◆ DATASET EXCERPTS ◆

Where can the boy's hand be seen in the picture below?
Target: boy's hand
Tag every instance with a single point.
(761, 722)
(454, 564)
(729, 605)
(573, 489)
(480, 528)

◆ SET TASK ◆
Write out every line of the records again, requests included, but scale each point coordinate in the answers by 1.1 and round to the nearest whole number, with halves rounded up. Leave the numbers in the requests unchanged.

◆ THE RESPONSE ◆
Where can the boy's hand be seen in the picture below?
Target: boy's hand
Tag every instance with a single point.
(837, 794)
(499, 620)
(802, 666)
(630, 538)
(528, 581)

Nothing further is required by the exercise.